◆ **Text segment**
[Start of Attachment]

| Time: 4.5 hours for 16 km round-trip |
When to go: All year round. Avoid rainy weather of course.
Highlights: The hike around is long enough to need a good level of fitness, but not strenuous. There is an early bail-out point at the Plage des Salins; you can always turn around at any time and retrace your steps to town.
Discover the truly wild side of Saint-Tropez: walk around its peninsula. Surpringly, few people do, yet it yields bays and creeks otherwise only accessible by boat. Beyond the Pointe de la Rabiou, the path leads you through rugged coastline and across beaches of fine white sand.
The Sentier du Littoral coastline pathway is marked with a line of yellow paint and plenty of signs either reading Pietons (pedestrians) or Sentier du Littoral - no need for a map here. Note that for the first half of the walk, the path either shoulders or passes right through private properties. Don't tresspass beyond the marked path.
Begin your hike by the pier of Saint-Tropez, under the Tour du Portalet at the end of the Quai Mistral. A map welcomes you with distances to the road ahead: Baie des Canebiers: 2.7 km, La Moutte: 7.4 km, Les Salins: 8.5 km, Plage de Tahiti: 12 km.

[End of Attachment]

◆ **Work item**
Repeat word for word the part of the Saint-Tropez hike description starting with "Highlights: The hike" and going on through "fine white sand.". The items that come next have nothing to do with the Saint-Tropez hike description.

◆ **Extracted information**

[Start of Attachment]

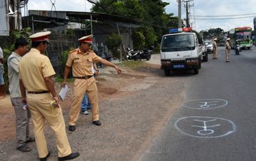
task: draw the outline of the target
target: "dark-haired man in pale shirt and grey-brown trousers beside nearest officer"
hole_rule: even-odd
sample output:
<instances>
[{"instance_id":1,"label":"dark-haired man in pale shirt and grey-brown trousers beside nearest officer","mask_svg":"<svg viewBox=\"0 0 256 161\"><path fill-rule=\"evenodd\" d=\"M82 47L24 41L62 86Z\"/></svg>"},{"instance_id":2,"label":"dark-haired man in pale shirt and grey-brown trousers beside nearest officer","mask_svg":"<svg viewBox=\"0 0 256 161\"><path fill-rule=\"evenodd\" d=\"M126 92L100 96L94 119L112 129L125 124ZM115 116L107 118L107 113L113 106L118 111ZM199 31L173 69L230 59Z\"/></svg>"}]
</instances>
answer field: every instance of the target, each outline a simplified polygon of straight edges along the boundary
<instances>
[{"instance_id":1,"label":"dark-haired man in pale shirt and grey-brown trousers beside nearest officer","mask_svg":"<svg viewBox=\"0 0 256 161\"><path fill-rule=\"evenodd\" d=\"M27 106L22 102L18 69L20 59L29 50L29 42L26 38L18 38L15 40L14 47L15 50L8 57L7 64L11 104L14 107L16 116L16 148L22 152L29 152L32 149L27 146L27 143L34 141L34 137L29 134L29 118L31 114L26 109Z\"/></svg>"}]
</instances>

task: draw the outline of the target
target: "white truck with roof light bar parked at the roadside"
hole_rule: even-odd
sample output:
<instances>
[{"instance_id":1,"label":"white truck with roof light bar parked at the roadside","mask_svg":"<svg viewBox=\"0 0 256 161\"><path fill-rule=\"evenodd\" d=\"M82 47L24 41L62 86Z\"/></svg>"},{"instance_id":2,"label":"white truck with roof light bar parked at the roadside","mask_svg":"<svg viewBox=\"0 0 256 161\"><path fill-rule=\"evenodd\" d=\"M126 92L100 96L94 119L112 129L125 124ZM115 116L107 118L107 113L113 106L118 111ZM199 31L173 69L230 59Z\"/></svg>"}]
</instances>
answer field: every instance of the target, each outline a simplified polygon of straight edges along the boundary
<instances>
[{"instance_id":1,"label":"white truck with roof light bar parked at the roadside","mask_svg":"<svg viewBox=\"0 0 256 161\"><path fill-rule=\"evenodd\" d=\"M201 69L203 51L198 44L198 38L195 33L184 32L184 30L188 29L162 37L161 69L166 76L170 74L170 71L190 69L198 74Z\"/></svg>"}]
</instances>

[End of Attachment]

◆ **Exercise answer**
Highlights: The hike around is long enough to need a good level of fitness, but not strenuous. There is an early bail-out point at the Plage des Salins; you can always turn around at any time and retrace your steps to town.
Discover the truly wild side of Saint-Tropez: walk around its peninsula. Surpringly, few people do, yet it yields bays and creeks otherwise only accessible by boat. Beyond the Pointe de la Rabiou, the path leads you through rugged coastline and across beaches of fine white sand.